__Provided records__.

* begin *

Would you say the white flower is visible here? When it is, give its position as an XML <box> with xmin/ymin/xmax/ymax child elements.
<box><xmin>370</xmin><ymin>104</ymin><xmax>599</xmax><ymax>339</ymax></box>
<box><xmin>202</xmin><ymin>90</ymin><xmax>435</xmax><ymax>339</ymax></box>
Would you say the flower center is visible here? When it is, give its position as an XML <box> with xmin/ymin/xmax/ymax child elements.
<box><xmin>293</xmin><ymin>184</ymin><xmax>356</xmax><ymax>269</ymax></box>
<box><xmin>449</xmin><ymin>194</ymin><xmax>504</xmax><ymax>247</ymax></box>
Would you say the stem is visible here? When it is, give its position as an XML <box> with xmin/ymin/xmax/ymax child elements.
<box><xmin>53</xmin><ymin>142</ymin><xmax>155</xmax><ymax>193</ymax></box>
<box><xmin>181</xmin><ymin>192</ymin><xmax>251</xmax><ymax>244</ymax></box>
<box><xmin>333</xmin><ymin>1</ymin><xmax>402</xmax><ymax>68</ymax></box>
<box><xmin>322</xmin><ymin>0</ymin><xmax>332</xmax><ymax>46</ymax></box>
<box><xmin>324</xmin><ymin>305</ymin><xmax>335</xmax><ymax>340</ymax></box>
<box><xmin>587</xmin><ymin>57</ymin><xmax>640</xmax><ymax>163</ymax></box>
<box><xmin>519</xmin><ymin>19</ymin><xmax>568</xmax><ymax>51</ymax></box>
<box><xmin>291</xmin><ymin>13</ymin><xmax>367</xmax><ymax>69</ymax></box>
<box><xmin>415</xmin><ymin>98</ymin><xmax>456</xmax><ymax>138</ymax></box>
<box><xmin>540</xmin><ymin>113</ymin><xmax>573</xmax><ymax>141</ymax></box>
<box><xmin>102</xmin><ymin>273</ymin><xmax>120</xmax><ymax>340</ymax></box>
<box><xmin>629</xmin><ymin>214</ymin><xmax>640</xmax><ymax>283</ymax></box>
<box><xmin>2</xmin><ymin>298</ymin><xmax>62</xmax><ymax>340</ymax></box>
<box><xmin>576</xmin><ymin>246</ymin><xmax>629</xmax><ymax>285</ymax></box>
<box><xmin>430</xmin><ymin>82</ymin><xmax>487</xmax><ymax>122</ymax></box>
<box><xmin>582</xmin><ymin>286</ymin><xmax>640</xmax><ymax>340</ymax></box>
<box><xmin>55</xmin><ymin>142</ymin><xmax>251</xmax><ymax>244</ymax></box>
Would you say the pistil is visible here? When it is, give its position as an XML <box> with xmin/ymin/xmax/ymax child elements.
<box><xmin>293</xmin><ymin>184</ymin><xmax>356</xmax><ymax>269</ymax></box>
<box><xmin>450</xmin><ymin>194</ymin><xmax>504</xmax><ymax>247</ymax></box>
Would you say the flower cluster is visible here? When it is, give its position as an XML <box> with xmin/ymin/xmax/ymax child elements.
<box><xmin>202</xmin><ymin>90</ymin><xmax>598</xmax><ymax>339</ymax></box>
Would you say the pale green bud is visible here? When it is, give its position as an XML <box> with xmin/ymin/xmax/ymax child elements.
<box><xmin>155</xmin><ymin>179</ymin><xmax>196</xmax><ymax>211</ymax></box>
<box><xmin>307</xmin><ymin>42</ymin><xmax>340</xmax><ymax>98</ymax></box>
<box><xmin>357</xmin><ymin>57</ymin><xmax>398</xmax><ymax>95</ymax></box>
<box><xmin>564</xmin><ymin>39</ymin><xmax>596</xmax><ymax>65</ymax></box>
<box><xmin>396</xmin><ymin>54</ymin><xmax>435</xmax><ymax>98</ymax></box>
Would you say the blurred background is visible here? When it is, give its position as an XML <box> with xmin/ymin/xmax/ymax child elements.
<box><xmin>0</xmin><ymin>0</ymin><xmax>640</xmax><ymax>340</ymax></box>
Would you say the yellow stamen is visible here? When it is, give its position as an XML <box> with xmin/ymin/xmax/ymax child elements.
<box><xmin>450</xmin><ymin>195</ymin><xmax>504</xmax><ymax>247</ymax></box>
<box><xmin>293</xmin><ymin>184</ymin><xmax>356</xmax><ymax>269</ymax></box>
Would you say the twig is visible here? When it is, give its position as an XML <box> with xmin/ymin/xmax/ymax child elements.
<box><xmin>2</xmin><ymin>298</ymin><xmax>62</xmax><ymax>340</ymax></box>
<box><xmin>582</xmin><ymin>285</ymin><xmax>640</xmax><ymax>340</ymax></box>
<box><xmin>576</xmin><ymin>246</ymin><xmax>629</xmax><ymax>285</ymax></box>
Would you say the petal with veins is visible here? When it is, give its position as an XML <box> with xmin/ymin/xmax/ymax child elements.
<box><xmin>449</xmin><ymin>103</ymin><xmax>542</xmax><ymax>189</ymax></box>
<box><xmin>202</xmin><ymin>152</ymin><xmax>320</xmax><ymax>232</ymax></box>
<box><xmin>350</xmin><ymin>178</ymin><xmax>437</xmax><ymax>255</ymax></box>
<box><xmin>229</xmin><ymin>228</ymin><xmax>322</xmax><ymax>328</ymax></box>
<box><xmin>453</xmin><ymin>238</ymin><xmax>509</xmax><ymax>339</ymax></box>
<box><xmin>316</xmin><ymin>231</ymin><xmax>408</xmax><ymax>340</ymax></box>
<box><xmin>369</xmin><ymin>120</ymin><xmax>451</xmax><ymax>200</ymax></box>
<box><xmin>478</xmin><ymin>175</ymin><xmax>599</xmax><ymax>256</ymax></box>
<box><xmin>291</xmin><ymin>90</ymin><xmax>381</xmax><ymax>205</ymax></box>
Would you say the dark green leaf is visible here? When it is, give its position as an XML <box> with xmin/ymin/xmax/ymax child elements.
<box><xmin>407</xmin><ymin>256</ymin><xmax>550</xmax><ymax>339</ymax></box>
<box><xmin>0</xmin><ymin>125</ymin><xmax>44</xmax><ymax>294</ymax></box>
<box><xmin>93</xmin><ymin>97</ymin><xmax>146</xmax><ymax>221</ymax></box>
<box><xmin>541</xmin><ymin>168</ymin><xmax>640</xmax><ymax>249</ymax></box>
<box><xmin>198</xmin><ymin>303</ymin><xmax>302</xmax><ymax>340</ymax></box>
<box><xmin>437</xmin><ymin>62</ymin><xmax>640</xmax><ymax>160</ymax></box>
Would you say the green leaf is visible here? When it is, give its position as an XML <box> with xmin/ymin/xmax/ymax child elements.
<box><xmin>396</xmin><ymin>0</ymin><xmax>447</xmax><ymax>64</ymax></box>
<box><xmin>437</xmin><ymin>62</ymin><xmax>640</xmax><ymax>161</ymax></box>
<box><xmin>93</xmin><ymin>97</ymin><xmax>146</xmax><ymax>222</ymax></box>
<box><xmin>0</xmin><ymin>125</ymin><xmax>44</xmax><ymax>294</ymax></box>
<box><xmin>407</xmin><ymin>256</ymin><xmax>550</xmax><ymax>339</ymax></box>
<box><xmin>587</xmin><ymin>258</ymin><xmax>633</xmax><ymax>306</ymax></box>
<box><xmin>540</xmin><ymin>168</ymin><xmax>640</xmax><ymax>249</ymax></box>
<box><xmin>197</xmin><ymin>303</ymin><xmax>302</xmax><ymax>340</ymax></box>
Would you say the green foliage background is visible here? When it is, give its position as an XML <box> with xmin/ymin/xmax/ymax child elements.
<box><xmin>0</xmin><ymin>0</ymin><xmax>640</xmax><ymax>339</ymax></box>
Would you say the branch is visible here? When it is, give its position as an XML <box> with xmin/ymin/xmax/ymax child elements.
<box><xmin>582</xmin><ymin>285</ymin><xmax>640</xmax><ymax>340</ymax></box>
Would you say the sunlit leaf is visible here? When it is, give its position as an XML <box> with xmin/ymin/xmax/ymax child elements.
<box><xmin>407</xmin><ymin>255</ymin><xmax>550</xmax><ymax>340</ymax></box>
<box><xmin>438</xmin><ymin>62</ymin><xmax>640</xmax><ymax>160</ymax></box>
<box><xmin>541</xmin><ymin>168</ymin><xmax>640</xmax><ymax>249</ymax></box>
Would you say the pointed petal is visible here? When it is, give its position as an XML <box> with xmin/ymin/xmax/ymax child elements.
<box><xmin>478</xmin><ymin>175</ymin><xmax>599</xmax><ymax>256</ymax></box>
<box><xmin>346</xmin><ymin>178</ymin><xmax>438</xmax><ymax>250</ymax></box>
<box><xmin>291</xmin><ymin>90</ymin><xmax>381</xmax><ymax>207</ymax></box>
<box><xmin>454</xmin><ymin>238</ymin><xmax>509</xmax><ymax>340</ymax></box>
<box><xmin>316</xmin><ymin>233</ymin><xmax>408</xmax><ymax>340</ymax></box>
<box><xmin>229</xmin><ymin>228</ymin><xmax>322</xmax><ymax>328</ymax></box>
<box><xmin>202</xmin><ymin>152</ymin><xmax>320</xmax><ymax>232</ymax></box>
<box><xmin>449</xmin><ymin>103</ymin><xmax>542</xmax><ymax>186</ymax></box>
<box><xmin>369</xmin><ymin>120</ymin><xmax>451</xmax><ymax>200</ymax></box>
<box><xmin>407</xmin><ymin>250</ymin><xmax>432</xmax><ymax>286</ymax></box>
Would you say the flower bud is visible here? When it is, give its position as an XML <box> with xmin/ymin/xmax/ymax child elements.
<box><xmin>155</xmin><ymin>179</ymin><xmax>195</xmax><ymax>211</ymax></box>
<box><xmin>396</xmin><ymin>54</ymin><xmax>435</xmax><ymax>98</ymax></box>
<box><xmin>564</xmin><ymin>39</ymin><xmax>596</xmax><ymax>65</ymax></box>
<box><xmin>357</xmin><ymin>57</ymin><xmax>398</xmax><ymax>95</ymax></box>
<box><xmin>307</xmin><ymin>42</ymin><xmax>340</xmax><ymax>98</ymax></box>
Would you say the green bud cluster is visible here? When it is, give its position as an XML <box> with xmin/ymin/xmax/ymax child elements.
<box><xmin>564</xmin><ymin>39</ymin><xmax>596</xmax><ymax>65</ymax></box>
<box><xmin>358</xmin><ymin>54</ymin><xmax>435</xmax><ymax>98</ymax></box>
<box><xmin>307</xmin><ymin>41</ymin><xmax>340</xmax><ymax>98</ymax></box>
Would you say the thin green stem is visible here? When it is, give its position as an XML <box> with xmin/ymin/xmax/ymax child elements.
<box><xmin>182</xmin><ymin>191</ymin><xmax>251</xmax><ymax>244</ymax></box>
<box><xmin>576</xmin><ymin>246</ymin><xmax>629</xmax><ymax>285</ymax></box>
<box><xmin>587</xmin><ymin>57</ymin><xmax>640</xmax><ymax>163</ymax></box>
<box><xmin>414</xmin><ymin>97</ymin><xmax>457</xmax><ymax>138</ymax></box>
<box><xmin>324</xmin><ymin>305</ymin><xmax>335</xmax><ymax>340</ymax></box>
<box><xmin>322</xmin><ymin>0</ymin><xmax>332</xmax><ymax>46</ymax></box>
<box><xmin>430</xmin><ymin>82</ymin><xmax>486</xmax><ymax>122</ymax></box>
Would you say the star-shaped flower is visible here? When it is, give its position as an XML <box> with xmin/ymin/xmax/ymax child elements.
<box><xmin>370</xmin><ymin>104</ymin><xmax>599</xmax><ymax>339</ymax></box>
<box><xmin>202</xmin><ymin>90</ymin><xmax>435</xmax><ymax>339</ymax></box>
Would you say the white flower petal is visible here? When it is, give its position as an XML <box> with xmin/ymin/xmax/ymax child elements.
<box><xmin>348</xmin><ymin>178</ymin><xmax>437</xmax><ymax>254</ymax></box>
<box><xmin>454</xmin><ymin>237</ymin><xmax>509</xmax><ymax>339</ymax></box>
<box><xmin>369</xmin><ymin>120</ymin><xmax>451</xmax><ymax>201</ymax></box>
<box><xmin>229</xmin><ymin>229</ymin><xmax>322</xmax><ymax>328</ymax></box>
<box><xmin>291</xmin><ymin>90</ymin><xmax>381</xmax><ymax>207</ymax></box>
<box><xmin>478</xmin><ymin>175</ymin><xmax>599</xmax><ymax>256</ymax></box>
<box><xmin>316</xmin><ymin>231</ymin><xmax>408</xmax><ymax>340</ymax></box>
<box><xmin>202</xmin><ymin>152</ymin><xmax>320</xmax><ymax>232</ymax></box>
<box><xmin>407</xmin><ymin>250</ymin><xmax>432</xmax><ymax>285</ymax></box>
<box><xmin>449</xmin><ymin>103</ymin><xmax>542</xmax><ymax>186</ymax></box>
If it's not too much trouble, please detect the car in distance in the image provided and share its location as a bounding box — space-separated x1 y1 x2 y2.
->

* end *

Your task is to output exactly the lines running from the one with "Would you say the white flower petal" through the final line of the material above, with both ends included.

Would you say the white flower petal is visible here? When it is, give its position as an XML <box> with xmin/ymin/xmax/ymax child elements.
<box><xmin>348</xmin><ymin>178</ymin><xmax>437</xmax><ymax>254</ymax></box>
<box><xmin>454</xmin><ymin>237</ymin><xmax>509</xmax><ymax>339</ymax></box>
<box><xmin>369</xmin><ymin>120</ymin><xmax>451</xmax><ymax>201</ymax></box>
<box><xmin>229</xmin><ymin>229</ymin><xmax>322</xmax><ymax>328</ymax></box>
<box><xmin>291</xmin><ymin>90</ymin><xmax>381</xmax><ymax>207</ymax></box>
<box><xmin>478</xmin><ymin>175</ymin><xmax>599</xmax><ymax>256</ymax></box>
<box><xmin>316</xmin><ymin>231</ymin><xmax>408</xmax><ymax>340</ymax></box>
<box><xmin>202</xmin><ymin>152</ymin><xmax>320</xmax><ymax>232</ymax></box>
<box><xmin>407</xmin><ymin>250</ymin><xmax>432</xmax><ymax>285</ymax></box>
<box><xmin>449</xmin><ymin>103</ymin><xmax>542</xmax><ymax>186</ymax></box>
If it's not too much trouble, please detect the car in distance in the image provided and share its location as a bounding box — space-separated x1 y1 x2 y2.
->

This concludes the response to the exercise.